───── Excerpt to read
Posted by: Jordan | Feb 8, 2017 12:22:30 PM
I like Hash’s thinking. Indeed, I’ve made a similar in the article noted in the post (p. 1458-59). But I don’t think this move quite works.
Hash suggests that a law requiring the return of marijuana is preempted because it “requires * conduct * that is * prohibited * by federal law.” That’s a straightforward direct (impossibility) preemption argument. From this argument, it also follows that 885(d) would not grant immunity for returning marijuana, because one cannot be lawfully engaged in the enforcement of a preempted law.
The problem is that this interpretation arguably negates all immunity pursuant to Section 885(d). After all, Section 885(d) is only necessary when someone violates federal law. For example, imagine that P’s captain orders him to go undercover and sell marijuana as part of a sting operation. It seems plain that Section 885(d) was meant to shield P from federal liability for his actions. But since he is engaged in “* conduct * that is * prohibited * by federal law*” – i.e., distributing marijuana, the state law authorizing the sting operation would presumably be preempted on Hash's analysis – and P couldn’t invoke Section 885(d) immunity.
──────────
*Instructions*:
a: In the comment on Section 885(d), what does P's captain order P to do?
b: Sum up the comment on Section 885(d) in two sentences.
c: Copy the comment on Section 885(d) word for word, everything from "Hash suggests that" down to "a preempted law.".
The lines after this comment are not needed.
───── Dataset excerpts
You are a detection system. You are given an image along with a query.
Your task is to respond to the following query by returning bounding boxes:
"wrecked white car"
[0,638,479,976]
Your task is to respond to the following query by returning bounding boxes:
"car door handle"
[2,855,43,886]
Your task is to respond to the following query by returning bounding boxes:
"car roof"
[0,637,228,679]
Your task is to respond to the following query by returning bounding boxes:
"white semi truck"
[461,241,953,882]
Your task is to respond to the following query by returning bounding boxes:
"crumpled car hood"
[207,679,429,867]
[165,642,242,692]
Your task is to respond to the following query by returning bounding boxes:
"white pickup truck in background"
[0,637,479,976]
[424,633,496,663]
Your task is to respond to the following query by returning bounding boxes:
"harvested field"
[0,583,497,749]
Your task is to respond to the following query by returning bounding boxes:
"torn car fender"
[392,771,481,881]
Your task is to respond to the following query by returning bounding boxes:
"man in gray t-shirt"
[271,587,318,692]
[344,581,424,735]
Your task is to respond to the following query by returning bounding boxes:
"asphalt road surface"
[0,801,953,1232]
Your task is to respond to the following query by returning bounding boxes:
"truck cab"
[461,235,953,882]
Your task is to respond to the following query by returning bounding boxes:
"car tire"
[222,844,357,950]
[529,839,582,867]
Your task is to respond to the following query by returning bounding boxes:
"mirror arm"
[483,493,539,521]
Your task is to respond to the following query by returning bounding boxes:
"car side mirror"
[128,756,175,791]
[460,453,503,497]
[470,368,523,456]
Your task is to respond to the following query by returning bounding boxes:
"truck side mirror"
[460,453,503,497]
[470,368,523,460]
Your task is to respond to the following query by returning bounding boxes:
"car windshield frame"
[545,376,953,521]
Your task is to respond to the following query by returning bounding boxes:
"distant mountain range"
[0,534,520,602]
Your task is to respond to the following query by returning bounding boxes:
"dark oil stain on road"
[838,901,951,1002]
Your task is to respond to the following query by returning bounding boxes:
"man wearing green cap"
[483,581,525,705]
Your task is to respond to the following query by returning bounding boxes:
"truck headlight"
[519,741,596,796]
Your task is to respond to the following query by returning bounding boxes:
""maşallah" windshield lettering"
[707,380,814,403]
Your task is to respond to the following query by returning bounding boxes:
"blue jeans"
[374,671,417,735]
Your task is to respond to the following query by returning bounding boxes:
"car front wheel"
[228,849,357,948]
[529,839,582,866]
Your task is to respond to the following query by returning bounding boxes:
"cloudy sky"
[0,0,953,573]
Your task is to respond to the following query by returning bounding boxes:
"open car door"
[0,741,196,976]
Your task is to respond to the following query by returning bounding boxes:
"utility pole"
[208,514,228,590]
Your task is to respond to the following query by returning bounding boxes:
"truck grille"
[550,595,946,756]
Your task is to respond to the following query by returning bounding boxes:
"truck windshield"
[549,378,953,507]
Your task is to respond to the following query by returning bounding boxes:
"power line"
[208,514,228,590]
──────────
*Solutions*:
a: Go undercover and sell marijuana as part of a sting operation.

b: The writer likes Hash's thinking but doubts the argument that a law requiring the return of marijuana is preempted because it requires conduct federal law prohibits, a reading under which Section 885(d) would also give no immunity for returning marijuana. The trouble, the writer says, is that this reading arguably negates all Section 885(d) immunity, since the section is only needed when someone violates federal law, as in the case of an officer selling marijuana undercover in a sting operation.

c:
Hash suggests that a law requiring the return of marijuana is preempted because it “requires * conduct * that is * prohibited * by federal law.” That’s a straightforward direct (impossibility) preemption argument. From this argument, it also follows that 885(d) would not grant immunity for returning marijuana, because one cannot be lawfully engaged in the enforcement of a preempted law.